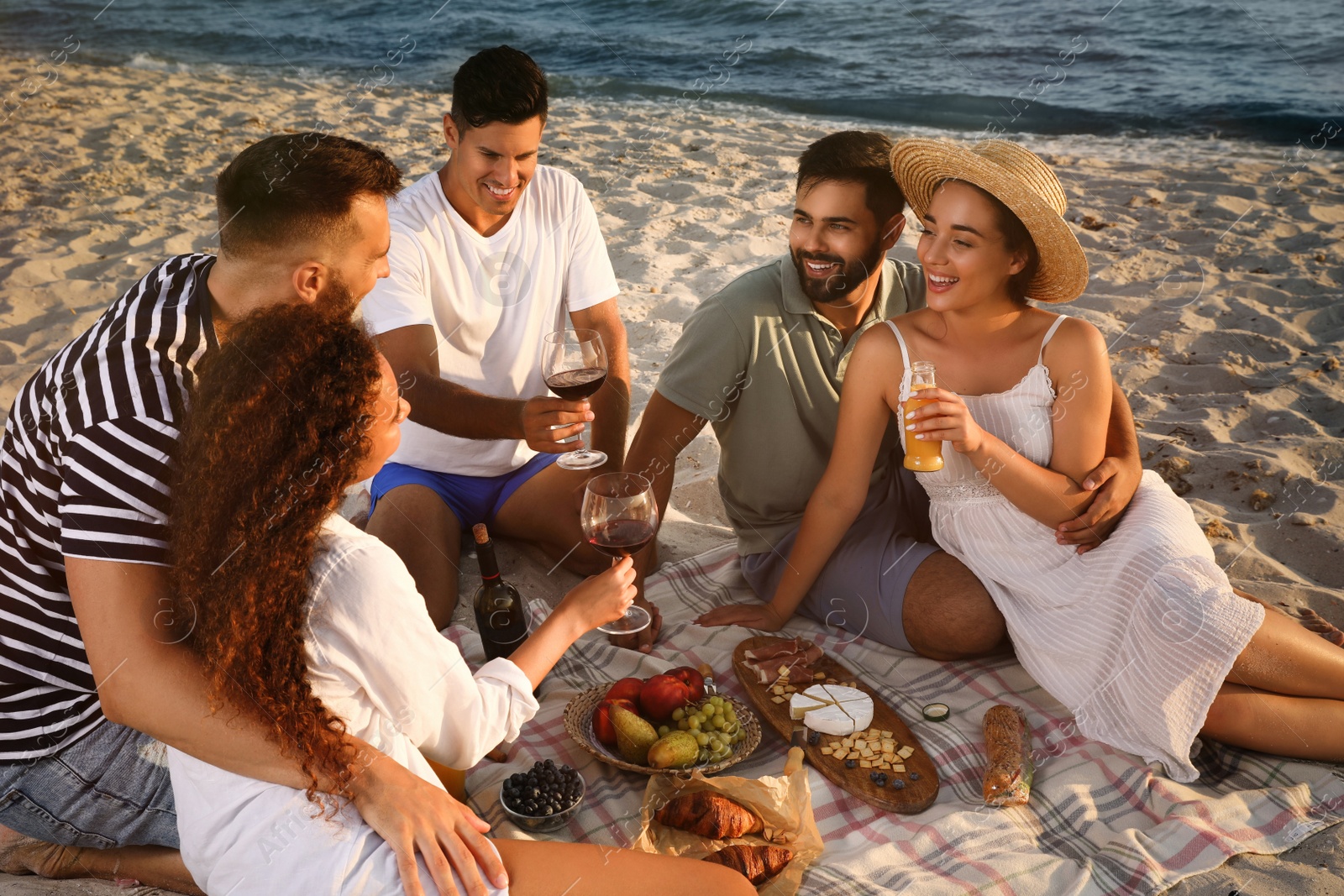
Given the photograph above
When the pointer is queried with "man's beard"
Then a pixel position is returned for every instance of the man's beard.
(338, 300)
(840, 285)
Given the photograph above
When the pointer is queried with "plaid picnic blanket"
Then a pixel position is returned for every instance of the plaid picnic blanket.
(1100, 821)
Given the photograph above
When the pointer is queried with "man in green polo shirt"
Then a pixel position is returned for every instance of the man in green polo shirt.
(764, 360)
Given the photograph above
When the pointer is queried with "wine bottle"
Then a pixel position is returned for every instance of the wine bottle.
(499, 607)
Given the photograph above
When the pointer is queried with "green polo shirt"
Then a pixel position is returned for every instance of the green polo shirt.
(765, 369)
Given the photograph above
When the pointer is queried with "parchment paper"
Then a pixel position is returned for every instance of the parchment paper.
(783, 802)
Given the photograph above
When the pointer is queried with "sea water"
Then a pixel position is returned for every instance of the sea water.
(1261, 69)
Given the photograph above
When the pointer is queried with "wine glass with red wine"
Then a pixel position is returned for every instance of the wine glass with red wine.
(575, 365)
(620, 516)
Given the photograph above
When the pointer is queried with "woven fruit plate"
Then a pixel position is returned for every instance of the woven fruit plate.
(578, 721)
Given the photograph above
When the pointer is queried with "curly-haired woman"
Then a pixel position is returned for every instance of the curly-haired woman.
(320, 627)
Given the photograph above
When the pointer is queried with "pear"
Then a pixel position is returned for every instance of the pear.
(633, 735)
(675, 752)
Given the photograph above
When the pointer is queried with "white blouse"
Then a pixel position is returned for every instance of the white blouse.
(376, 661)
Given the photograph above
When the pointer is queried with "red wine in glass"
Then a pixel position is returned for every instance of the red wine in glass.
(620, 516)
(575, 385)
(622, 537)
(575, 365)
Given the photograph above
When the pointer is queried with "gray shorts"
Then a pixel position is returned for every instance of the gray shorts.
(108, 789)
(862, 589)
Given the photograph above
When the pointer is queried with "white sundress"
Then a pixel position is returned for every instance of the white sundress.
(1133, 637)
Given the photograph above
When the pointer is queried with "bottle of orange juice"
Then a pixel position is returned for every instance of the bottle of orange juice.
(921, 454)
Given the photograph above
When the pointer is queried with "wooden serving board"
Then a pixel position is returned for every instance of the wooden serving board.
(916, 797)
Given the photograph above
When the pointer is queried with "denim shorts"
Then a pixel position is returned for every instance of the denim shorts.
(862, 589)
(108, 789)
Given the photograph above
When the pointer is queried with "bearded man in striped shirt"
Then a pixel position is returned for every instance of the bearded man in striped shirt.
(96, 676)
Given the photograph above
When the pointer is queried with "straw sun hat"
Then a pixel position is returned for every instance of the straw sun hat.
(1021, 181)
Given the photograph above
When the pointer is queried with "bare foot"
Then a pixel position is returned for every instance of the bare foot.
(1312, 621)
(24, 855)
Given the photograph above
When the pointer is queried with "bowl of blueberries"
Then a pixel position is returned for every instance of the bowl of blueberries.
(542, 799)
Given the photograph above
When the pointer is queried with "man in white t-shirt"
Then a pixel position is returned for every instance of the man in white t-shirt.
(488, 255)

• • • • • • •

GOAL OF THE EXERCISE: Copy every record character for character. Skip the pictures.

RESULT FOR THIS EXERCISE:
Given the photograph above
When the pointer is queried with "man's beard"
Then a pixel position is returned for every instance of the man's beard.
(338, 300)
(840, 285)
Given the photograph above
When the pointer is queried with "plaid picnic blanket"
Then a pixel position is returned for every instance of the plaid picnic blanket.
(1100, 821)
Given the photograph above
When the pointer is queried with "man in green polo shirt"
Then a pixel position is returned for every instance of the man in green polo shirt.
(764, 360)
Given the photograph above
When the pointer is queried with "wine bottle"
Then a pixel position is returned for every instance of the wine bottle.
(499, 607)
Given the photograph above
When the pointer is queried with "green polo shirt"
Then a pixel position is returned for every instance of the green polo shirt.
(765, 369)
Given the photograph above
When the pointer is queried with "parchment paper"
Then a pixel position is returned for every instance of the parchment paper.
(783, 802)
Given the photograph above
When the pointer is queried with "sea water"
Then a pixel position is returned for every instance of the sea water.
(1261, 69)
Given the photograph above
When the pointer is queried with "wine glass with red wine"
Then a pixel position is returned for every instance of the wine glass with red wine.
(575, 365)
(620, 516)
Given the photograph above
When the pointer is queried with "woven fruit plate"
Then a pixel position is returned for every instance of the woven fruit plate.
(578, 721)
Given the photograph above
When the pointer is queried with "curly-haired woman"
Then a pixel position is returned for every instance of the curly-haired woman.
(320, 627)
Given the photograph above
When the pointer is queried with "pear"
Then a pixel position is returned for every instance of the pear.
(633, 735)
(675, 752)
Given the photograph above
When the pointer is queried with "white blouse"
Then a pixel position is returned for every instance of the white blouse.
(376, 661)
Given the photograph above
When the pointer is queried with "red wine in glass"
Then a pixel position is returned for every instance of the red wine in glass.
(620, 516)
(575, 385)
(622, 537)
(575, 365)
Given the photograph above
When the pointer is queried with "gray shorts"
Then a pixel position is returned for every instance of the gray shorts.
(108, 789)
(862, 589)
Given the photograph above
When the pointer is queried with "white sundress"
Then a pixel position is returned for every instance of the white sundress.
(1133, 637)
Given the photograph above
When the pointer is queried with "bottle of orange juice"
Then a pixel position is returned for every instance of the bottle of orange juice.
(921, 454)
Given the photograph above
When the pointer is queried with "wooden serving board"
Then a pixel position is returned for every instance of the wooden serving board.
(916, 797)
Given the photograph above
When the pointer is queried with "denim shorts"
Then a pixel position is returned for every instance of the denim shorts.
(862, 589)
(108, 789)
Given the photograph above
When the pointer is queried with "bearded man in striped shirt"
Then a pixel position is returned for every instance of the bearded man in striped shirt.
(96, 676)
Given the photograph above
When the pointer is queried with "straw sun hat"
Then a pixel position is returned for every instance of the straw sun hat.
(1021, 181)
Given the photograph above
When the pointer is queried with "bare foot"
Then a pixel position is returned for every instance of the bare foot.
(1312, 621)
(24, 855)
Given the photograph above
When the pointer is queried with "bowl of blueberries"
Then a pixel position is returned for every instance of the bowl of blueberries.
(542, 799)
Given the photograph above
When the pointer is queried with "man in white t-shirt"
Then a pixel position is returned for every instance of the man in white t-shirt.
(488, 255)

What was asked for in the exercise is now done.